═════ Page extract ═════

This past year you again took art classes with Ms. Linda making creations from clay as well as a recyclable mini golf course. You tried weekly Jr. Jazzercise classes and performed in the Cary Christmas Parade. Not surprisingly you said that JJ summer camp was your favorite. You continue to love movement in any and all forms. You told me that you wanted to try soccer so we opted for spring soccer league which you loved playing goalie and are returning this fall. You spent so many hours outside that over the weekend what I thought was too much sun exposure, causing a hard line of covered vs uncovered skin, it was actually dirt. Needless to say we are not skipping baths these days.
You have continued to be part ally/part enemy to your younger brother. You told me recently that "I fight with him because I love him." Sure. You are half of the reason that our home is crazy and loud. Always. I hope that your bond continues to grow in love for each other and that one day you can do it without full on wrestling. Or in the picture below, rolling down hills at a favorite park on a beautiful spring day.
This year in school has been defined as even keeled. You have stayed on grade level all year in all areas, but also gotten a "good enough" mentality that I hope you will be able to break. I''ve always said that I am happy with you working to what is your potential. but anything else needs work. You loved that your 2nd grade teacher loved science and questioning. You loved any activity that answered the proverbial questions of "how, what, why?" I appreciate that once again, I feel you were with the right teacher placement for where you are in your development.
Your love of enjoyment reading and I've loved talking history with you. The nonfiction section of the library is usually your first stop. One moment that stands out was when we were touring the Smithsonian "Price of Freedom" exhibit about US involvement in War. I debated how much censorship I should impose and decided that I would rather allow you ask any and all questions instead of coming up with your own conclusions. We've had some meaningful discussions about slavery as well as the dropping of the atomic bomb.
I hope our yearly overnight trip to DC will continue as long as you are willing. One of my favorite posts titled One Day He Will Get It, recounting our trip, and especially the moment of this picture. It was a favorite of you at age 7.
With each passing year you are becoming more and more your own person. While I want you to seek out your own independence, I hope you will still in the quiet moments at hope still climb into my arms, ask to be tucking into bed, and that you will continue to catch my kiss and tuck it away. It is a sweet ending to every long day.
My sweet Ben, you are a gift of goodness and light. As we continue to compile our lists of "how mom and Ben are alike" and then high five I cannot help but want to hit a pause button with you at this age. I look at you and cannot believe that in a short decade you will be graduating from high school. I want time to stand still for just a bit, as the ache of sadness that friends and future are pulling me away from you. While all must happen, I wish for this next year to be filled with moments for just us.
Happy birthday, my beautiful blue eyed boy. May the next year find find you in love with life, the same way I love you.

═════

= Written task =
Answer these questions from the birthday letter:
1. What position did Ben play in the spring soccer league?
2. What did Ben's 2nd grade teacher love?
3. Which section of the library is usually Ben's first stop?
The material that follows bears no relation to the birthday letter above.

═════ Extracted data ═════

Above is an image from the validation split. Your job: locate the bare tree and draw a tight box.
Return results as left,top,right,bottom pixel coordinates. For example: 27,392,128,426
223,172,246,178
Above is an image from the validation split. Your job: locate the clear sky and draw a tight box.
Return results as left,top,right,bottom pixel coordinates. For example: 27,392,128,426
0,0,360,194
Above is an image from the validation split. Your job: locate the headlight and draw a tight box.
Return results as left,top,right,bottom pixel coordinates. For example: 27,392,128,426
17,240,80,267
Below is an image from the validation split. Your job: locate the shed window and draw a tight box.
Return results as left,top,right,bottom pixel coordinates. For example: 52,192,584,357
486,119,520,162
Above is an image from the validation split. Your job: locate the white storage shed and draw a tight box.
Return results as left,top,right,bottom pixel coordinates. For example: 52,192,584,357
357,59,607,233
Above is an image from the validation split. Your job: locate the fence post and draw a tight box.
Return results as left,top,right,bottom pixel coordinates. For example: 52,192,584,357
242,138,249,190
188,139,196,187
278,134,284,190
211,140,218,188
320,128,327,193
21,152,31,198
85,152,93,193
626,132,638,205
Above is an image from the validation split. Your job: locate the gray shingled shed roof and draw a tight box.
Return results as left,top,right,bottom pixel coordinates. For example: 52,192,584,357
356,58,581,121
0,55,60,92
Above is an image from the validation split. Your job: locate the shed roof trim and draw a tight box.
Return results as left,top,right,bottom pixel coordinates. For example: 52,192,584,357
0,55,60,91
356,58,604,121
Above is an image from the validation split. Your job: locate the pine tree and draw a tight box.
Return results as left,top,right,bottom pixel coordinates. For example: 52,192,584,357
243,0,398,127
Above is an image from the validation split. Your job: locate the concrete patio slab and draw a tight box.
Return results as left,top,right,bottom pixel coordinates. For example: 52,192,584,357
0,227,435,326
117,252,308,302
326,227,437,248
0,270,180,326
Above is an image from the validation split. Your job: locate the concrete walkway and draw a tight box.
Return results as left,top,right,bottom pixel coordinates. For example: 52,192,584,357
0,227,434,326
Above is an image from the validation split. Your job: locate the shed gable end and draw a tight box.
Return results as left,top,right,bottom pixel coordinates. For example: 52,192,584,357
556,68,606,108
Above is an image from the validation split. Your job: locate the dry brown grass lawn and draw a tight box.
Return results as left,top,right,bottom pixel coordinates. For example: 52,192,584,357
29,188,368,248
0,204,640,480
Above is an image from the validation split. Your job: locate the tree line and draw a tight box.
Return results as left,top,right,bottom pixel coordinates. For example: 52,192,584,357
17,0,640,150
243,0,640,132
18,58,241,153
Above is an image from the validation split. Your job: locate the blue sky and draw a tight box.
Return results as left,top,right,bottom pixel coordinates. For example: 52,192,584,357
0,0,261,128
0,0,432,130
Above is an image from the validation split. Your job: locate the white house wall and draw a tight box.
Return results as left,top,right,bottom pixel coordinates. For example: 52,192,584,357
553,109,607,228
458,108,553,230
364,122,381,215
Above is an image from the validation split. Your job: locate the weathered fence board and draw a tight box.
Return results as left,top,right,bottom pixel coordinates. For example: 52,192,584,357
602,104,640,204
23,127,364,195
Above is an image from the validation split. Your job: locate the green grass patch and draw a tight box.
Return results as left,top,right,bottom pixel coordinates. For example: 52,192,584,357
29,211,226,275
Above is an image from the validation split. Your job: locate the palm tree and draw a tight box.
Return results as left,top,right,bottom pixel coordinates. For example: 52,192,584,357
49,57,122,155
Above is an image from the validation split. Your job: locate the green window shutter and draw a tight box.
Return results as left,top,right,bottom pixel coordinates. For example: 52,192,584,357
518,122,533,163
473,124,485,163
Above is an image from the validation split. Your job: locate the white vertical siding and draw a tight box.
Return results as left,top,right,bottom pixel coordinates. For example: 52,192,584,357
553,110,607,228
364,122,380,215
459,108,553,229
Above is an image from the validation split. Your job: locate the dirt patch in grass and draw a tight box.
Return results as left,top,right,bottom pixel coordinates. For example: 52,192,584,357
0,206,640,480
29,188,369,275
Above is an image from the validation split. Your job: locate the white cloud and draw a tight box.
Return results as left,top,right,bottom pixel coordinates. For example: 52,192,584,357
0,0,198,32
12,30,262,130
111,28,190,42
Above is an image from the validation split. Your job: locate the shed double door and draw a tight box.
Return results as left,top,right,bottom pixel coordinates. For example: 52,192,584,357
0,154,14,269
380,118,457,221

═════

= Solution for this task =
1. Goalie
2. Science and questioning
3. The nonfiction section